[BEGIN Source material]

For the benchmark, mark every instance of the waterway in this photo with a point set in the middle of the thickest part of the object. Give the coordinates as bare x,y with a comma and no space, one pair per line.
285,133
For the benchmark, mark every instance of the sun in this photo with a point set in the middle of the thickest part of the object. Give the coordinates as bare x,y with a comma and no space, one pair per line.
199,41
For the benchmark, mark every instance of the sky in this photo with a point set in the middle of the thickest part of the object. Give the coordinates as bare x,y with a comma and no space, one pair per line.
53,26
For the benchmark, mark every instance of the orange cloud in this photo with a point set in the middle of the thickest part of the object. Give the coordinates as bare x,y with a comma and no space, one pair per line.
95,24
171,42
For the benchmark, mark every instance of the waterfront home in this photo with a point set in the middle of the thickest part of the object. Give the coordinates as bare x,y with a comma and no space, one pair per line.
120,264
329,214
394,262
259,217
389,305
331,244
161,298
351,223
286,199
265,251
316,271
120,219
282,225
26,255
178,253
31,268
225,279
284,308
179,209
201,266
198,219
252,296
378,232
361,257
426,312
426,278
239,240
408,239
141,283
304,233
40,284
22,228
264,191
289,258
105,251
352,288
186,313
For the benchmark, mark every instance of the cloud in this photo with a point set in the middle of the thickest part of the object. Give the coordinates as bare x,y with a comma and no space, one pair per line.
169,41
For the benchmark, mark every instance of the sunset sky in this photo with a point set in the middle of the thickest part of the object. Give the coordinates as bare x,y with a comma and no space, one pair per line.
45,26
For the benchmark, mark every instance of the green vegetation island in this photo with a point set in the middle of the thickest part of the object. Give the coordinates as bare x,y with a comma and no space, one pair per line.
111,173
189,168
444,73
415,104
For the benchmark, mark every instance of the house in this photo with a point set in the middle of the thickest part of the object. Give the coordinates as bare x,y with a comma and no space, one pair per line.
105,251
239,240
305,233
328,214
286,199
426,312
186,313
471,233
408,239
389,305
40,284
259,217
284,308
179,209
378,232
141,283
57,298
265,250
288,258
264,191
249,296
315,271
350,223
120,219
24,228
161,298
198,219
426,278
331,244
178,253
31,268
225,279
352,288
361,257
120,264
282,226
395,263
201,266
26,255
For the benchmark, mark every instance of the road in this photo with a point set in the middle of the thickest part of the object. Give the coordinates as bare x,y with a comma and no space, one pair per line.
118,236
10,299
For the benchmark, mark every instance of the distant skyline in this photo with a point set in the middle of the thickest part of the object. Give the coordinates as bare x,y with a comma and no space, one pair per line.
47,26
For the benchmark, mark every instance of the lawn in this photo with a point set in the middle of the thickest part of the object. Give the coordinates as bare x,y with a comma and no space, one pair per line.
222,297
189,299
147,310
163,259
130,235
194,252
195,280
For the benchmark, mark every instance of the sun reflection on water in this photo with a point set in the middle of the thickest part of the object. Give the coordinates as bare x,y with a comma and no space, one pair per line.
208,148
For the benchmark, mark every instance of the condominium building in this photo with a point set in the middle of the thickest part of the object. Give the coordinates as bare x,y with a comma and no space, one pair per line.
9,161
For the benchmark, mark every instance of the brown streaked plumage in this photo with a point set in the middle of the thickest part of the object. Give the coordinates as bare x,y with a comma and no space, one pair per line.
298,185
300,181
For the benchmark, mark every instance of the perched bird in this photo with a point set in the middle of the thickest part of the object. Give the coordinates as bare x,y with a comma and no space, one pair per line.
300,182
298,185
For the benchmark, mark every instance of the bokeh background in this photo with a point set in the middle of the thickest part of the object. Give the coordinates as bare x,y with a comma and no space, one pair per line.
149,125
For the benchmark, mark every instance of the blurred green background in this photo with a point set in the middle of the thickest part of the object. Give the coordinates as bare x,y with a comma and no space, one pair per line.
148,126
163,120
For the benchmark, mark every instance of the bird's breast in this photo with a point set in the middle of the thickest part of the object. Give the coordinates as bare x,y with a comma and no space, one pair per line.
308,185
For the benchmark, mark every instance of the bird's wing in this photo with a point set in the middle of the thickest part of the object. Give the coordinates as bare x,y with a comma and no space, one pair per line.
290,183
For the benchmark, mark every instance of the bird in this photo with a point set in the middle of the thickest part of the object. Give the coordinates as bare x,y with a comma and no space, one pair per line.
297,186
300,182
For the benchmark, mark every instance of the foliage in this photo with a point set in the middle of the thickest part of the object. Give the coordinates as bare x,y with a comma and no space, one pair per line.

[END Source material]

*Task objective*. Please quote the data above in full, with no line missing.

*Answer to this exercise*.
For the benchmark, mark every instance of the waterway in this photo with a point set in the middle of the thickest part of the object. Give the coordinates as bare x,y with a comma and no space, one pair per line.
285,133
For the benchmark, mark every instance of the sun in this photo with a point set in the middle of the thickest part of the object. Give the coordinates as bare x,y with a comma and no space, one pair per line.
199,41
For the benchmark, mark every instance of the sky in this photo with a point set in the middle of the thickest part of the object. Give the coordinates as bare x,y with a comma and no space, one pair per line.
53,26
For the benchmark, mark every instance of the orange cloud in this photo with a point set in the middle of the thickest part of the object. Give the coordinates as bare x,y with a comma and no space, one pair per line.
95,24
171,42
For the benchmark, mark every instance of the waterfront home in this photo with a point set in the middle of the thickest part of the object. Give the coordinates as bare x,y with a comma and no space, one pair per line.
120,264
329,214
394,262
259,217
389,305
331,244
161,298
351,223
286,199
265,251
316,271
120,219
282,225
26,255
178,253
31,268
225,279
284,308
179,209
201,266
198,219
252,296
378,232
361,257
426,312
426,278
239,240
408,239
141,283
304,233
40,284
22,228
264,191
289,258
105,251
352,288
186,313
For the benchmark, mark every instance of the cloud in this photo with a point set in the middle of the thickest part of the object. Give the coordinates as bare x,y with a comma and no space, one pair per line.
169,41
For the benchmark, mark every instance of the sunset sky in this photo with a point set in the middle of the thickest part of the object. Give the coordinates as bare x,y with a comma and no space, one pair per line.
45,26
For the benchmark, mark every instance of the green vegetation island in this photo with a point set in the middle of the thickest part of the object. Give the coordinates as bare x,y with a comma and no space, one pair per line.
111,173
189,168
444,73
415,104
For the benchmark, mark every instance of the house in this photo with a point set in the middle of the thickest part of the object. Give the coordinates as bare x,y with a comma and no space, one pair per line.
105,251
239,240
305,233
328,214
286,199
426,312
186,313
471,233
408,239
389,305
40,284
259,217
284,308
179,209
378,232
141,283
57,298
265,250
288,258
264,191
249,296
315,271
350,223
120,219
24,228
161,298
198,219
426,278
331,244
178,253
31,268
225,279
352,288
361,257
120,264
282,226
395,263
201,266
26,255
For the benchmark, mark every instance of the road in this photo with a point set in the middle of the thickest part of the object. Give the coordinates as bare x,y with a comma and no space, one pair per line.
118,236
10,299
For the benchmark, mark every instance of the distant skyline in this photo with a point set in the middle of the thickest part of the object. Give the coordinates as bare x,y with a comma and no space, one pair per line.
47,26
For the benchmark, mark every instance of the lawn in this photo with a point set in the middle of the thickest part of the object. Give the coordinates as bare x,y with a comma and no space, one pair per line.
222,297
189,299
147,310
163,259
130,235
194,252
195,280
For the benchmark, mark every instance of the sun reflection on water in this photo with a point set in the middle of the thickest part of the object. Give the coordinates as bare x,y with a comma and no space, one pair per line.
208,148
For the benchmark, mark every instance of the condominium building in this photo with a point set in the middle of the thickest part of the object. Give the coordinates as bare x,y with a comma and no space, one pair per line.
9,161
For the benchmark, mark every instance of the brown streaked plumage in this photo with a point set in the middle of the thickest part of the object. Give the coordinates as bare x,y with a comma and no space, one pair per line.
298,185
300,181
For the benchmark, mark every instance of the perched bird in this photo with a point set in the middle of the thickest part of the object. Give the coordinates as bare x,y with a comma and no space, one pair per line.
300,182
298,185
For the benchmark, mark every instance of the bokeh background in this photo with a point set in the middle of the thickest part of the object. Give the coordinates as bare x,y with a comma and no space, one pair per line.
149,125
For the benchmark, mark every instance of the blurred green background in this photo with a point set in the middle of the thickest part of the object. Give the coordinates as bare x,y with a comma and no space, one pair per line.
148,126
163,120
For the benchmark, mark every instance of the bird's breast in this photo with a point set in the middle of the thickest part of the object. Give the coordinates as bare x,y with a comma and no space, one pair per line.
308,185
For the benchmark, mark every instance of the bird's wing in this photo with a point set in the middle of the thickest part of the object. Give the coordinates as bare x,y with a comma and no space, one pair per line.
290,183
For the benchmark, mark every instance of the bird in this photo with a point set in the middle of the thickest part of the object. Give the coordinates as bare x,y with a comma and no space, one pair per line.
297,186
300,182
For the benchmark, mark every instance of the foliage in this photo with a point set in the middle of the thickest part of the object. Give the coordinates as bare x,y with a comma and no space, one pair per line.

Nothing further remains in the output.